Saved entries
==================================================

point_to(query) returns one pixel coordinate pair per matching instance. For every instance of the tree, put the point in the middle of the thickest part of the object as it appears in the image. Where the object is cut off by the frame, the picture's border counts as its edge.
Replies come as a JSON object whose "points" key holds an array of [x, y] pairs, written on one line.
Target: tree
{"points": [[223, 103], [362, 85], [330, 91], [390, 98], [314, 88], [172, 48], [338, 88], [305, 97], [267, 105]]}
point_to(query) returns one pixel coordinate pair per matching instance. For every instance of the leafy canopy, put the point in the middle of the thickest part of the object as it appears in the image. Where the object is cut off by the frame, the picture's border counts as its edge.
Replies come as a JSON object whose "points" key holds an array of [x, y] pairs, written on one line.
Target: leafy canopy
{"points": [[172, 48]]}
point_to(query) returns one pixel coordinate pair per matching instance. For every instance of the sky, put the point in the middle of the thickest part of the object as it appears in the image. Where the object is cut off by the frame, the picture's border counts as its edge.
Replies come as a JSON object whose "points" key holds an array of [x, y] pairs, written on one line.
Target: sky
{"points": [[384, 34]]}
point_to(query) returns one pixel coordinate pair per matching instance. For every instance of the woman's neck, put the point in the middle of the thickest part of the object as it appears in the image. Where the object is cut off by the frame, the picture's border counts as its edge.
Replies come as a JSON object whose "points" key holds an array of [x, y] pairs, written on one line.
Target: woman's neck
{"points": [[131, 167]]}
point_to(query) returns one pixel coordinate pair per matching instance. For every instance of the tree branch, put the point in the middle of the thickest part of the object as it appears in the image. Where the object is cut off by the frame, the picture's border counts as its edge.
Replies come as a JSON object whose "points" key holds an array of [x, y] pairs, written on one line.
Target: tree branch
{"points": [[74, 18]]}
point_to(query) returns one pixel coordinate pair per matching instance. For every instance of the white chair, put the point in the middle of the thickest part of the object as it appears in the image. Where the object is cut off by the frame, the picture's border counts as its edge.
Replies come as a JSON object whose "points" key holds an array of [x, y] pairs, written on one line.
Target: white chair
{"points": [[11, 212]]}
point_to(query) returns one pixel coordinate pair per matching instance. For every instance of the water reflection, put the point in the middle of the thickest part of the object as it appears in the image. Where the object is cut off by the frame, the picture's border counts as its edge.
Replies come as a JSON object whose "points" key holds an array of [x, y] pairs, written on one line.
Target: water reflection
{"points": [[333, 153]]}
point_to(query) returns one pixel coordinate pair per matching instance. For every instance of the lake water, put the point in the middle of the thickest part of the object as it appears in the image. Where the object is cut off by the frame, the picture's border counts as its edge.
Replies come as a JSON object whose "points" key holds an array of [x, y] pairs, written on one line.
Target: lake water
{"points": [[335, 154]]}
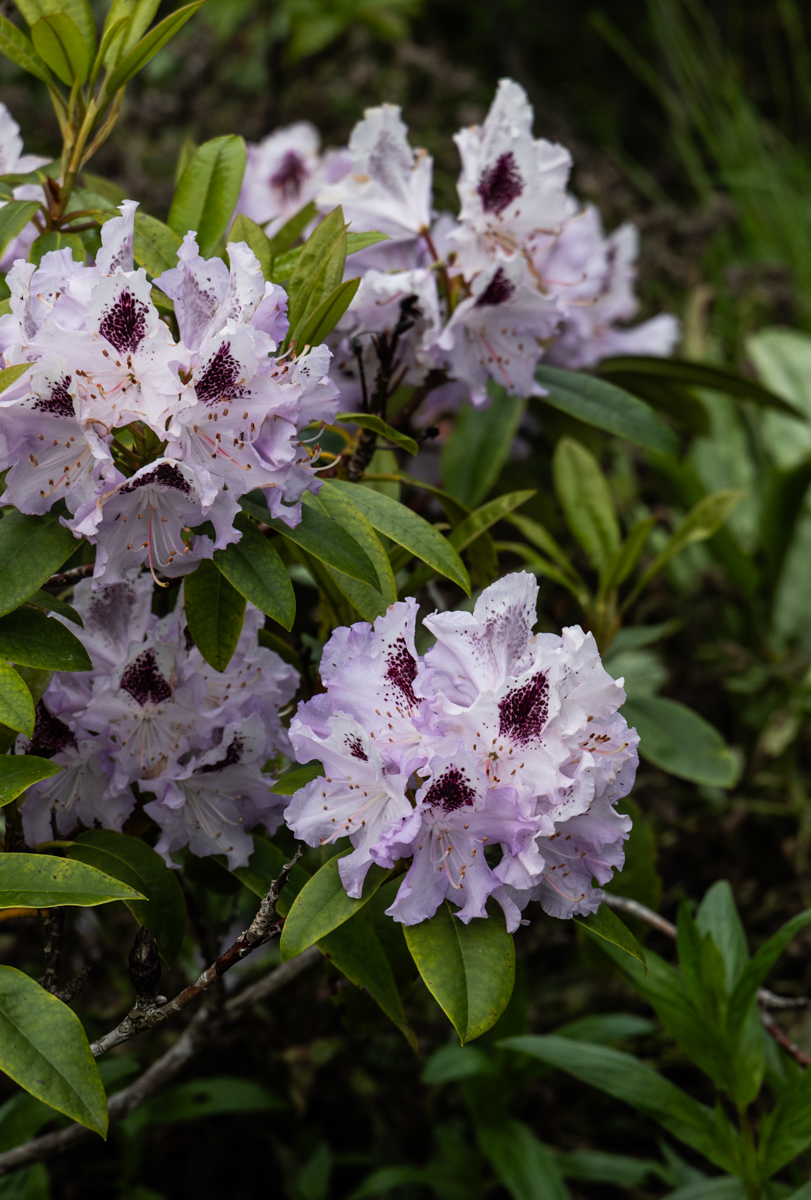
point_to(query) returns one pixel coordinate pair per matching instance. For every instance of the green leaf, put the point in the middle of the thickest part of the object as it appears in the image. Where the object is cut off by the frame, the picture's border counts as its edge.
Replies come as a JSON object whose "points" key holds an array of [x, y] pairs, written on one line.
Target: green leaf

==================================================

### [EXERCISE]
Pictures are to be excluded; the records themselves are to be reproduced exactly.

### [ANSWER AREA]
point_to(query) returns one pixel coordinate pair per matching instance. For every instance of the tree, put the point in the middle of the thickest part of the object as it appears in the image. Where the object is cut off by the frame, the picture's border counts as its edge.
Replies come as a JSON object whose "points" key holds an array of [x, y] pairs, written on one line.
Target: tree
{"points": [[223, 103], [362, 85], [330, 91], [390, 98], [314, 88], [172, 48], [338, 88], [305, 97], [267, 105]]}
point_to(query) returns one pixel coordinate pair per matching instance. For every instance of the leafy canopy, put the point in the middle of the thickest part of the object as it appears in the image. Where the object is cut off by the frame, the picture's border counts as its edge.
Replies come as a JSON object whose "points" key holds an array of [x, y] pairs, written on one line.
Target: leafy canopy
{"points": [[172, 48]]}
point_to(query) returns one pixel coordinate pair per matching instance. For every instance of the sky, put the point in the middle of the thickest part of the object as it appears in the image. Where the object is cut off by the frame, the picture's border counts as its edge.
Replies come as a JSON object whose "points" key holds an array of [x, y] pairs, written on one line.
Target: sky
{"points": [[384, 34]]}
point_to(query) returns one pixel coordinate pair per matching instance. For every instance of the woman's neck, put the point in the middle of the thickest part of the object as it appears in the image. Where the object is cut off by the frame, the picture's border counts as its edge.
Replies come as a JSON object whose "points" key holds an array of [x, y] pairs, written on one line.
Target: woman's neck
{"points": [[131, 167]]}
point_to(query) returns one pixel coordinate pair per matching instance. For every instance of the tree branch, put the point in the middle of the thickest part of the object as it appears in the image. Where the object is cut off by the frame, the picture's border counts as its edge.
Replies come as a JSON object whose "points" key holds an array of [x, y] pairs, written on one line.
Target: tree branch
{"points": [[74, 18]]}
point_to(query) returns one pixel coordinate pair per matching instance. For every instance of the white chair, put the point in the middle of the thickest part of the object as it appears in the image. Where the object is cut off by the frame, the picture's border counts as its edge.
Replies come as a JSON object whose "points" key holds an array of [x, y] pairs, written on one line.
Target: white chair
{"points": [[11, 212]]}
point_to(query) returns one pixel coordinate pair per matching instance. For every instance of the water reflection, put the point in the middle of the thickest part of the object as it appears in the image. Where the object is cut off by the frame, the picture's border counts as its edge.
Replies come as a JSON object whose "points" key holds an array of [x, y] pairs, written on one line.
Target: water reflection
{"points": [[333, 153]]}
point_to(query) returns one pixel coordinate pair per matching instance. For every instance of the lake water, put the point in the middle of the thickest part of the object as it appears in the image. Where the object is cut off by the frame, the picture's border counts as its edge.
Replies come as a JSON object whose "points" key holds an array of [x, y] pairs, written on one line.
Target: lake water
{"points": [[335, 154]]}
point_to(query) returns one pixel coordinate pair per matching instance. For every instance of the green leaf, put the point in the middle of the thickest part of the object as it appears in the image. Where the object is cut off by the frame, the picture's border counts as its edge.
Replies come as a JSON object whose "points" key holds an array of [x, y] pairs, written on one line.
Target: green leaf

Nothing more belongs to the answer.